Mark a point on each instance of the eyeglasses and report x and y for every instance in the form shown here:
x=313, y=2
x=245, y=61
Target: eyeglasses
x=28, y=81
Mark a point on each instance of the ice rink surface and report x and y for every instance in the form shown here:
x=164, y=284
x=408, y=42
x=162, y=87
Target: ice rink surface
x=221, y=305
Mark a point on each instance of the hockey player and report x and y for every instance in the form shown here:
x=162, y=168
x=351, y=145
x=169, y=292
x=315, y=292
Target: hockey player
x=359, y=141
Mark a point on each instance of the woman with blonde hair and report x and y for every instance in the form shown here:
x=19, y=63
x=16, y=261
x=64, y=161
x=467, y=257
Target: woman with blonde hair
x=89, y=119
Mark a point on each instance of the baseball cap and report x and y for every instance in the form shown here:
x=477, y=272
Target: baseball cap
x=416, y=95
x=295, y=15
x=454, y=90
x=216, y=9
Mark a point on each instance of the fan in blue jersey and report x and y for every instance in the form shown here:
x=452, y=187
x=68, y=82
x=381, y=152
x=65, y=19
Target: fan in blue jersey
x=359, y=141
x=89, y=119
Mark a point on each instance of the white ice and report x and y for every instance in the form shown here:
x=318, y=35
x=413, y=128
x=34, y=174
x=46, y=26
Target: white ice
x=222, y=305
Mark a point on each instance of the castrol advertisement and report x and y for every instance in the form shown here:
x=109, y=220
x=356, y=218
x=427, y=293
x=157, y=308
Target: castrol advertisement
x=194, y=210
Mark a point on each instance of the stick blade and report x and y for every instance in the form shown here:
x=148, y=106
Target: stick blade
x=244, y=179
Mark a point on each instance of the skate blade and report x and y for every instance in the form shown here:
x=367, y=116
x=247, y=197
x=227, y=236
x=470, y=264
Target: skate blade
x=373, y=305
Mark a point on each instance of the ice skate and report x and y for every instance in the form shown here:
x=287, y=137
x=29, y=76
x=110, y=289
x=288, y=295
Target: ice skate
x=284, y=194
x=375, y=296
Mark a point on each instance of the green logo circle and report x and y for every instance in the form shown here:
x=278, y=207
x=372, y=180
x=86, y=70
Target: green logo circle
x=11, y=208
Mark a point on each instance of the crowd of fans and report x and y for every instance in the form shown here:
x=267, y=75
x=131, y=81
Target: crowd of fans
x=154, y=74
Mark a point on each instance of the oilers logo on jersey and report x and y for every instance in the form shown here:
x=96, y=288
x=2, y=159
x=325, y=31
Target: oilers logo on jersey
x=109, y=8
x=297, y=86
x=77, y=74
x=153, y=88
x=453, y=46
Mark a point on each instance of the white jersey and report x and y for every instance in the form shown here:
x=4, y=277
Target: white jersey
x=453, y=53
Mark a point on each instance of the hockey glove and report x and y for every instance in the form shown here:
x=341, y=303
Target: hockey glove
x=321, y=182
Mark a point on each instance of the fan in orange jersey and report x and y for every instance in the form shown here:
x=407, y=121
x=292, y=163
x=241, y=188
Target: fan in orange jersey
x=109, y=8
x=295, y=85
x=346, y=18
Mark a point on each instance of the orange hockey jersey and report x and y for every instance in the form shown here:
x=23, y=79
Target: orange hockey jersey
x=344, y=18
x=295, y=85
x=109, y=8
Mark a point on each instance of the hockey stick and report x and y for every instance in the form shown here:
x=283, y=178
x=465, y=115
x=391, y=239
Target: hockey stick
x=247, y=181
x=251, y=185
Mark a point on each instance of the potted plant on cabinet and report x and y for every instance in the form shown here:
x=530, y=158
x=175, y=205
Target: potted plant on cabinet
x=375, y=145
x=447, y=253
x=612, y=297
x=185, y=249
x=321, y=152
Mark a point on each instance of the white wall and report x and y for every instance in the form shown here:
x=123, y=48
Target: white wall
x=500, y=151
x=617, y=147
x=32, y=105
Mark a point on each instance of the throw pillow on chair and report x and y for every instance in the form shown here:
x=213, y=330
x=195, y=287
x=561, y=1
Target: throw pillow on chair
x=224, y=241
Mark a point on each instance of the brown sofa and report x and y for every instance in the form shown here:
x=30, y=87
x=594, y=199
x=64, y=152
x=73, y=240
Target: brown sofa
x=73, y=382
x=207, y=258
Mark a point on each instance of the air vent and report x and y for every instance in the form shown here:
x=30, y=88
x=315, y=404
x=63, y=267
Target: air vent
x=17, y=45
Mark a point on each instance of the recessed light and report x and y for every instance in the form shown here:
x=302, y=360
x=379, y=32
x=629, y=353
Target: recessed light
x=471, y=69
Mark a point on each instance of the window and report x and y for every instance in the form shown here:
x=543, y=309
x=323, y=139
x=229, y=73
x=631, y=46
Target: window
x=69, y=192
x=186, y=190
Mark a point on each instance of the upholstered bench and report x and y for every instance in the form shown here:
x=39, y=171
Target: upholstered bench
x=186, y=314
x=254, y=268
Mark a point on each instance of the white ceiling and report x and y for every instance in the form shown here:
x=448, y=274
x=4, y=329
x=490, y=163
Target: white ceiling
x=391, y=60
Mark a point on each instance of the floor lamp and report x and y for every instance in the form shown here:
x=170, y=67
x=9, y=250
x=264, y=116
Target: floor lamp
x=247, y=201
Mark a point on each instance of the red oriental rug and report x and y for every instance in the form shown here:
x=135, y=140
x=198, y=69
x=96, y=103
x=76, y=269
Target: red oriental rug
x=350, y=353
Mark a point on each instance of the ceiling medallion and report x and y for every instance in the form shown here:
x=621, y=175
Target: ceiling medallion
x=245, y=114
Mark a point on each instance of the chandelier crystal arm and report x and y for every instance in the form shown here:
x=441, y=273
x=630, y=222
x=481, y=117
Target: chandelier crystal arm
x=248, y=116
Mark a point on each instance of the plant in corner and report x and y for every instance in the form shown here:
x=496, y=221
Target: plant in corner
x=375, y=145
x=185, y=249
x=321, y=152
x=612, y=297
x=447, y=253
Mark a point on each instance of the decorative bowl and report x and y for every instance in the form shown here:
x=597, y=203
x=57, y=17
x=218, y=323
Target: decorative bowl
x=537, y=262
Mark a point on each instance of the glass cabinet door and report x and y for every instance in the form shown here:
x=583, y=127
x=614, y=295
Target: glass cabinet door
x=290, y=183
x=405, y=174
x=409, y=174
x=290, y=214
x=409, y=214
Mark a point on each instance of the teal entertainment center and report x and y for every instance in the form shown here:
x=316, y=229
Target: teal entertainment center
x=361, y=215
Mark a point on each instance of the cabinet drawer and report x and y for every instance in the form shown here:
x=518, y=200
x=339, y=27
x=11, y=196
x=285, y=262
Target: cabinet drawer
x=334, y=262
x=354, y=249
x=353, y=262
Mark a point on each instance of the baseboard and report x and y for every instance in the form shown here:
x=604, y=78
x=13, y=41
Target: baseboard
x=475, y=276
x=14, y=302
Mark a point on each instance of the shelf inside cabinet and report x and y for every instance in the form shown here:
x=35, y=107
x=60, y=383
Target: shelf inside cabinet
•••
WHAT THE TASK REQUIRES. For this exercise, retype the entire listing exactly.

WRITTEN SOLUTION.
Mark a point on each instance of the eyeglasses and report x and y for every instance in the form shown here:
x=313, y=2
x=245, y=61
Target: eyeglasses
x=28, y=81
Mark a point on each instance of the ice rink surface and report x and y for every instance in the form shown here:
x=164, y=284
x=408, y=42
x=162, y=87
Target: ice rink surface
x=221, y=305
Mark a point on each instance of the hockey player and report x and y for every instance in the form shown here:
x=162, y=168
x=351, y=145
x=169, y=292
x=315, y=292
Target: hockey player
x=359, y=141
Mark a point on each instance of the woman with blonde hair and report x and y for every instance in the form shown here:
x=19, y=63
x=16, y=261
x=64, y=161
x=467, y=257
Target: woman with blonde hair
x=89, y=119
Mark a point on each instance of the baseball cap and report x and y for every instance in the form shown here:
x=477, y=272
Target: baseball cap
x=416, y=95
x=295, y=15
x=454, y=90
x=216, y=9
Mark a point on each instance of the fan in blue jersey and report x and y for every instance in the form shown here:
x=452, y=187
x=68, y=82
x=381, y=152
x=65, y=19
Target: fan in blue jersey
x=359, y=141
x=89, y=119
Mark a point on each instance of the white ice and report x and y for every instance in the form shown here:
x=318, y=35
x=413, y=128
x=34, y=174
x=46, y=26
Target: white ice
x=222, y=305
Mark a point on each instance of the castrol advertisement and report x and y for every instance in the form shown here:
x=109, y=220
x=356, y=218
x=427, y=293
x=157, y=308
Target: castrol advertisement
x=194, y=210
Mark a point on each instance of the stick blade and report x and y for every instance in the form shown here:
x=148, y=106
Target: stick blade
x=244, y=179
Mark a point on each instance of the skate blade and report x and y for every instance in the form shown here:
x=367, y=116
x=247, y=197
x=227, y=236
x=470, y=264
Target: skate blade
x=373, y=305
Mark a point on each instance of the ice skate and report x and y for every instance in the form shown here:
x=287, y=137
x=29, y=76
x=110, y=289
x=288, y=295
Target: ice skate
x=284, y=194
x=375, y=296
Mark a point on each instance of the green logo circle and report x and y for every instance in the form shown here:
x=278, y=207
x=372, y=180
x=86, y=70
Target: green logo circle
x=11, y=208
Mark a point on each instance of the crowd of fans and report x and y for every instance in the form shown here:
x=267, y=75
x=131, y=81
Target: crowd of fans
x=154, y=74
Mark a point on each instance of the oilers logo on jersey and report x and y for every instance in the form shown here:
x=96, y=288
x=2, y=159
x=325, y=31
Target: oilers logo on jersey
x=109, y=8
x=297, y=86
x=77, y=74
x=153, y=88
x=453, y=46
Mark a point on each instance of the white jersey and report x and y for every instance in the form shown here:
x=4, y=277
Target: white jersey
x=453, y=53
Mark a point on each instance of the hockey glove and report x and y for every instance in the form shown here:
x=341, y=303
Target: hockey glove
x=321, y=182
Mark a point on each instance of the fan in orange jersey and report x and y for every instance in the form shown here:
x=407, y=121
x=292, y=163
x=241, y=188
Target: fan in orange jersey
x=109, y=8
x=295, y=85
x=346, y=18
Mark a point on each instance of the orange hockey jersey and report x and y for every instance in the form shown here:
x=23, y=79
Target: orange hockey jersey
x=344, y=18
x=295, y=85
x=109, y=8
Mark a point on each instance of the hockey stick and report x and y for every instance in the form shown here:
x=283, y=178
x=465, y=115
x=391, y=239
Target: hockey stick
x=247, y=181
x=251, y=185
Mark a point on each instance of the potted plant on cabinet and report x and y for every instance in the form shown here:
x=530, y=158
x=175, y=205
Target: potted plant on cabinet
x=375, y=145
x=447, y=253
x=612, y=297
x=185, y=249
x=321, y=152
Mark a point on each instance of the white wall and report x and y for every instance in the form shown here:
x=123, y=48
Target: white wall
x=500, y=151
x=617, y=147
x=32, y=105
Mark a point on each instance of the throw pillow on chair and report x and y for every instance in the form shown here:
x=213, y=330
x=195, y=287
x=561, y=1
Target: throw pillow on chair
x=224, y=241
Mark a point on each instance of the brown sofa and report x and y for every instance in the form shown here:
x=30, y=87
x=594, y=199
x=64, y=152
x=73, y=240
Target: brown sofa
x=73, y=382
x=207, y=258
Mark a point on each instance of the air vent and report x and y for every instance in the form shown here:
x=30, y=88
x=315, y=404
x=63, y=267
Target: air vent
x=17, y=45
Mark a point on each instance of the recessed light and report x and y for every instance in the form shown here:
x=302, y=360
x=379, y=32
x=629, y=353
Target: recessed light
x=471, y=69
Mark a point on each instance of the window and report x and y for every instance in the form shown here:
x=543, y=309
x=323, y=139
x=229, y=73
x=631, y=46
Target: window
x=69, y=192
x=186, y=190
Mark a point on each instance of the upholstered bench and report x and y for every instance in the form shown here:
x=39, y=171
Target: upholstered bench
x=186, y=314
x=254, y=268
Mark a point on each instance of the white ceiling and report x and y for every instance in the form shown here:
x=448, y=274
x=4, y=329
x=490, y=163
Target: white ceiling
x=391, y=60
Mark a point on each instance of the floor lamp and report x and y for every instance in the form shown here:
x=170, y=67
x=9, y=250
x=264, y=116
Target: floor lamp
x=247, y=201
Mark a point on each instance of the red oriental rug and report x and y for every instance in the form shown here:
x=135, y=140
x=198, y=69
x=96, y=103
x=76, y=269
Target: red oriental rug
x=350, y=353
Mark a point on each instance of the ceiling medallion and report x and y for every instance in the form shown here:
x=621, y=175
Target: ceiling medallion
x=245, y=114
Mark a point on each instance of the chandelier crystal arm and report x and y for every instance in the form shown here:
x=441, y=273
x=630, y=222
x=481, y=117
Target: chandelier crystal arm
x=248, y=116
Mark a point on each instance of the plant in corner and report x and y for every instance in the form shown here:
x=496, y=221
Target: plant in corner
x=375, y=145
x=185, y=249
x=321, y=152
x=612, y=297
x=447, y=253
Mark a point on each instance of the decorative bowl and report x and y for every instance in the form shown here:
x=597, y=203
x=57, y=17
x=218, y=323
Target: decorative bowl
x=537, y=262
Mark a point on each instance of the glass cabinet door and report x and y for every instance in the form shown here:
x=583, y=127
x=614, y=295
Target: glass cabinet door
x=290, y=183
x=405, y=174
x=409, y=174
x=290, y=214
x=409, y=214
Mark a point on each instance of the teal entertainment center and report x and y for every instance in the form shown here:
x=316, y=229
Target: teal entertainment center
x=361, y=215
Mark a point on each instance of the cabinet drawer and report x and y for every instance in the form shown here:
x=518, y=200
x=339, y=27
x=11, y=196
x=285, y=262
Target: cabinet drawer
x=334, y=262
x=354, y=249
x=353, y=262
Mark a point on each instance of the baseboard and report x and y for every instance in the form shown here:
x=604, y=78
x=13, y=41
Target: baseboard
x=475, y=276
x=14, y=302
Mark a point on each instance of the shelf inside cabinet and report x and y for every instance in the form shown here:
x=35, y=107
x=60, y=383
Target: shelf inside cabinet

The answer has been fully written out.